● **Direction**
Return every line of the items below unchanged, character for character.

(Saved entries)

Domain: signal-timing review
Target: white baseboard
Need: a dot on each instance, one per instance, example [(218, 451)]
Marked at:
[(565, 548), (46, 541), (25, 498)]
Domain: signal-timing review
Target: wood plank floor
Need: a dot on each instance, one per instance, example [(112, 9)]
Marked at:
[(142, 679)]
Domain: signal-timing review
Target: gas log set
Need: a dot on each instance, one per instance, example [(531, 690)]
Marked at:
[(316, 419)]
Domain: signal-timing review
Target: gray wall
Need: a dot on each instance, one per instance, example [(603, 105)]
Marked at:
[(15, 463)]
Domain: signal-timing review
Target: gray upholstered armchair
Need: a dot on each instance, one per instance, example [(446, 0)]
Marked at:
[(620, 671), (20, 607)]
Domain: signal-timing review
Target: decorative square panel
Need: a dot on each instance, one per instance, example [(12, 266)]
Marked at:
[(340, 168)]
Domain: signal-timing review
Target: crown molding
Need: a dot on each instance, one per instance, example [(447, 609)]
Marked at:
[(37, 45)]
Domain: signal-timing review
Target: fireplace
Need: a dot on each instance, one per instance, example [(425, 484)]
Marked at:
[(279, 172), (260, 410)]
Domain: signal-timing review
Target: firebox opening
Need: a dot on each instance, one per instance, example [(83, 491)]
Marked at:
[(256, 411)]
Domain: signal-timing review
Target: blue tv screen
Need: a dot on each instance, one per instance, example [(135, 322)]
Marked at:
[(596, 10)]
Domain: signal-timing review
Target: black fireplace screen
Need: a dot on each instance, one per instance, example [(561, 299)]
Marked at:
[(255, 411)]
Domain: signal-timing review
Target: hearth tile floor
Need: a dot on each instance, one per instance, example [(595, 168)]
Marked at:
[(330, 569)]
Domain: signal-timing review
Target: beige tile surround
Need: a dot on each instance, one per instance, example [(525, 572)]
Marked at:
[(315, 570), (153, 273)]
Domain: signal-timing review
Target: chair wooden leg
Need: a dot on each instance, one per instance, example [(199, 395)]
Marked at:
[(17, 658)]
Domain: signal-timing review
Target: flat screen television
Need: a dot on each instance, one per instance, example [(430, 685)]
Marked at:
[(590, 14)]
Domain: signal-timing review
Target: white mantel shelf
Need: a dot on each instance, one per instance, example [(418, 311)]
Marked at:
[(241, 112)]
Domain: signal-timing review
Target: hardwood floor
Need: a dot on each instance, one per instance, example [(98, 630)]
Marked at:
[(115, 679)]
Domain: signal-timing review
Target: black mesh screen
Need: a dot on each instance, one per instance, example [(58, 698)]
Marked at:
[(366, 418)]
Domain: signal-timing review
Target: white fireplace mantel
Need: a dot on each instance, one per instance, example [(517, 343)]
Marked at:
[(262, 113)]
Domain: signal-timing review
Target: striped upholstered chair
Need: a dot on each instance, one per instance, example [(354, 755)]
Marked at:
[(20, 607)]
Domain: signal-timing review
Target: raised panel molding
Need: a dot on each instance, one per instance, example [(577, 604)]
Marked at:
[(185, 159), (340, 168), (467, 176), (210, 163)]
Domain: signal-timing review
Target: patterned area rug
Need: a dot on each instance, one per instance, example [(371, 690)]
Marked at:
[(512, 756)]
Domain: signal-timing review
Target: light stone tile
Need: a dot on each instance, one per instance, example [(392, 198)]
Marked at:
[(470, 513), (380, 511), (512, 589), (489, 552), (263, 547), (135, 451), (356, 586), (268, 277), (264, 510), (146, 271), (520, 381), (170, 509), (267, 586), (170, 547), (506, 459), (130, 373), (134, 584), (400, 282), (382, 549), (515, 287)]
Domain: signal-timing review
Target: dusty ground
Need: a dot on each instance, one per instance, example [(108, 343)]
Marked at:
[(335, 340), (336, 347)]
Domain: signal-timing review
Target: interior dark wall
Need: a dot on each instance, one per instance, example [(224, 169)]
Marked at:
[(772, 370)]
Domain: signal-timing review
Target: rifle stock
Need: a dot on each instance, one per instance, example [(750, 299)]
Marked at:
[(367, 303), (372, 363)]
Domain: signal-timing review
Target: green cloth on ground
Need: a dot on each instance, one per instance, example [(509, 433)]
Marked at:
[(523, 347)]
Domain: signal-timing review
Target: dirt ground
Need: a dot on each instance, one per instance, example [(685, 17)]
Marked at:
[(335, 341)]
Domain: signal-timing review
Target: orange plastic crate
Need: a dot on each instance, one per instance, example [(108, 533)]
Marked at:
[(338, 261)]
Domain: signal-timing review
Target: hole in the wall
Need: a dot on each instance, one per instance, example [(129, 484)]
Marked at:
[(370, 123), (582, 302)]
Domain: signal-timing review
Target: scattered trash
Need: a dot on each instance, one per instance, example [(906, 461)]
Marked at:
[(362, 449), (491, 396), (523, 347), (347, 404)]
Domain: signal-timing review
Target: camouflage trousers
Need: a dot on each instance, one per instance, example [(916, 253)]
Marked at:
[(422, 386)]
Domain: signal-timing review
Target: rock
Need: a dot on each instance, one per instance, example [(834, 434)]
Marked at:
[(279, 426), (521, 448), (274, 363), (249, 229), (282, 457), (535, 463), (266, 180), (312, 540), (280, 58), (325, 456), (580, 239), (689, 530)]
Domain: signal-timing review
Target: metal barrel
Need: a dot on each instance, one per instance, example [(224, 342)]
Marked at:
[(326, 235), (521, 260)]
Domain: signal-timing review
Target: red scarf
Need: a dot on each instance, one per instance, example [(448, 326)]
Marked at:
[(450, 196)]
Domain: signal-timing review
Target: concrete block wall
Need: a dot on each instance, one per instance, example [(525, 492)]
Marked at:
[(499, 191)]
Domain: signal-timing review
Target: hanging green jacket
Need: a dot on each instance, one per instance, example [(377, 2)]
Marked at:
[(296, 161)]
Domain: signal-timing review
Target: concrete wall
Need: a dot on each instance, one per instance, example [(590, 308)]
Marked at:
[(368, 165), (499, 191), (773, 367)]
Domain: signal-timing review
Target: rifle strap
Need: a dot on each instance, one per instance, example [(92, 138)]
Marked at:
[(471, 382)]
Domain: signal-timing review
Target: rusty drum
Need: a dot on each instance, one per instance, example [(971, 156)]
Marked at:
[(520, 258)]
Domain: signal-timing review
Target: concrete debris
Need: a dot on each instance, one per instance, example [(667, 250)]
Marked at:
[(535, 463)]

● **Answer for the task**
Domain: signal-timing review
Target: white baseboard
Need: a dot on each instance, one per instance, example [(218, 451)]
Marked at:
[(565, 548), (46, 541), (25, 498)]
Domain: signal-timing review
Target: wood plank floor
Need: a dot on each instance, one per instance, example [(112, 9)]
Marked at:
[(142, 679)]
Domain: signal-timing review
Target: gas log set
Need: a dot on each instance, one per instance, example [(531, 690)]
Marked at:
[(316, 419)]
Domain: signal-timing review
Target: gray wall
Need: a dot on each instance, one per instance, example [(603, 105)]
Marked at:
[(15, 463)]
Domain: signal-timing review
Target: gray upholstered armchair
Need: a dot on each instance, one per instance, example [(446, 0)]
Marked at:
[(620, 671), (20, 607)]
Domain: signal-timing review
Target: decorative square panel
Need: a dot on each instance, one per instance, example [(12, 266)]
Marked at:
[(340, 168)]
Domain: signal-timing review
Target: crown molding
Need: a dot on each instance, one per instance, example [(447, 609)]
Marked at:
[(37, 45)]
Domain: signal-timing review
Target: fireplace
Need: a dot on each instance, one per instance, example [(425, 484)]
Marked at:
[(279, 172), (260, 410)]
Domain: signal-timing review
Target: firebox opening
Need: a dot on each instance, one per instance, example [(83, 491)]
Marked at:
[(256, 411)]
Domain: signal-timing review
Target: blue tv screen
Need: a dot on each instance, one per instance, example [(135, 322)]
Marked at:
[(596, 10)]
Domain: signal-timing review
Target: black fireplace screen
Need: a dot on each instance, one per instance, example [(561, 299)]
Marked at:
[(255, 411)]
Domain: signal-timing review
Target: hearth tile floor
Need: a dot on each instance, one per instance, example [(595, 168)]
Marked at:
[(330, 569)]
Domain: signal-timing review
Target: beige tile surround
Need: a dot on each instance, one per instance, example [(525, 572)]
Marked at:
[(315, 570), (153, 273)]
Domain: signal-timing review
Target: chair wooden leg
Need: a dot on each instance, one per instance, example [(199, 395)]
Marked at:
[(17, 658)]
Domain: signal-timing review
Target: flat screen television
Need: a dot on each instance, one per instance, example [(430, 685)]
Marked at:
[(590, 14)]
Domain: signal-timing review
Target: white mantel shelf
Need: a dot on each instance, one per instance, example [(418, 311)]
Marked at:
[(241, 112)]
Domain: signal-timing review
Target: hardwood floor
Need: a dot on each instance, one per instance, example [(98, 630)]
Marked at:
[(115, 679)]
Domain: signal-timing review
Target: black mesh screen
Need: a dot on each instance, one per instance, example [(58, 698)]
Marked at:
[(366, 418)]
Domain: signal-timing review
Target: white fireplace mantel
Need: a dot on each instance, one per instance, example [(517, 343)]
Marked at:
[(262, 113)]
Domain: signal-timing review
Target: striped upholstered chair
Need: a dot on each instance, one per instance, example [(354, 755)]
Marked at:
[(20, 607)]
Domain: signal-timing review
Target: raised panel molding
Need: a dot on each instance, one per instance, example [(577, 604)]
Marked at:
[(185, 159), (340, 168), (467, 176), (210, 163)]
Domain: signal-timing review
Target: patterned area rug
Need: a dot on each instance, one per instance, example [(371, 690)]
Marked at:
[(512, 756)]
Domain: signal-timing review
Target: light stone tile
Need: a dot on each instance, one per instance, example [(392, 198)]
Marked at:
[(470, 513), (380, 511), (512, 589), (489, 552), (263, 547), (135, 451), (356, 586), (268, 277), (264, 510), (146, 271), (520, 381), (170, 509), (267, 586), (170, 547), (506, 459), (130, 373), (134, 584), (400, 282), (382, 549), (515, 287)]
Domain: signal-timing review
Target: dusty ground
Need: a dot on each instance, one per instance, example [(108, 343)]
Marked at:
[(335, 340), (336, 347)]
Domain: signal-timing review
Target: interior dark wall
Need: a dot on each instance, one per instance, example [(224, 169)]
Marked at:
[(772, 370)]
Domain: signal-timing review
Target: rifle stock
Need: a dot on each instance, one per instance, example [(750, 299)]
Marked at:
[(367, 303), (372, 363)]
Domain: signal-timing review
Target: green cloth on ground
Need: a dot on each instance, one per instance, example [(509, 433)]
Marked at:
[(523, 347)]
Domain: signal-timing review
Target: dirt ground
Need: a dot on each instance, one per instance, example [(685, 17)]
Marked at:
[(335, 341)]
Domain: signal-timing review
Target: orange plastic crate
Need: a dot on each instance, one per instance, example [(108, 533)]
Marked at:
[(338, 261)]
Domain: signal-timing review
Target: hole in the wall
Need: a dot on each instance, one per instance, example [(129, 484)]
Marked at:
[(370, 123), (582, 302)]
Domain: signal-timing review
Target: scattered trash
Need: a dot on each instance, one per instance, example [(906, 461)]
Marked at:
[(362, 449), (491, 396), (523, 347), (347, 404)]
Domain: signal-timing review
Target: camouflage trousers
Need: a dot on each instance, one per instance, example [(916, 253)]
Marked at:
[(422, 386)]
Domain: signal-timing review
Target: rock
Need: a dot on each instance, one per instance, example [(834, 434)]
Marked at:
[(279, 426), (521, 448), (274, 363), (249, 229), (282, 457), (535, 463), (266, 180), (312, 540), (280, 58), (325, 456), (580, 239), (689, 530)]
Domain: signal-timing review
Target: metal barrel
Need: a dot on each instance, one per instance, example [(224, 342)]
Marked at:
[(326, 235), (521, 260)]
Domain: signal-timing review
Target: red scarf
Need: a dot on each instance, one per instance, example [(448, 326)]
Marked at:
[(450, 196)]
Domain: signal-timing review
Target: concrete block wall
Need: a dot on each instance, one per instance, example [(525, 492)]
Marked at:
[(499, 191)]
Domain: signal-timing review
Target: hanging green jacket
Need: a dot on each instance, one per instance, example [(377, 2)]
Marked at:
[(296, 161)]
Domain: signal-timing review
Target: concrete wall
Need: a dot on each instance, one per instance, example [(590, 308)]
Marked at:
[(368, 165), (499, 191), (773, 367)]
Domain: signal-timing review
Target: rifle strap
Need: a dot on each instance, one per instance, example [(92, 138)]
Marked at:
[(471, 382)]
Domain: signal-timing review
Target: rusty drum
Need: a dot on each instance, one per instance, example [(971, 156)]
Marked at:
[(520, 258)]
Domain: signal-timing review
Target: concrete debris
Need: a dot on each instance, one per instance, example [(667, 250)]
Marked at:
[(535, 463)]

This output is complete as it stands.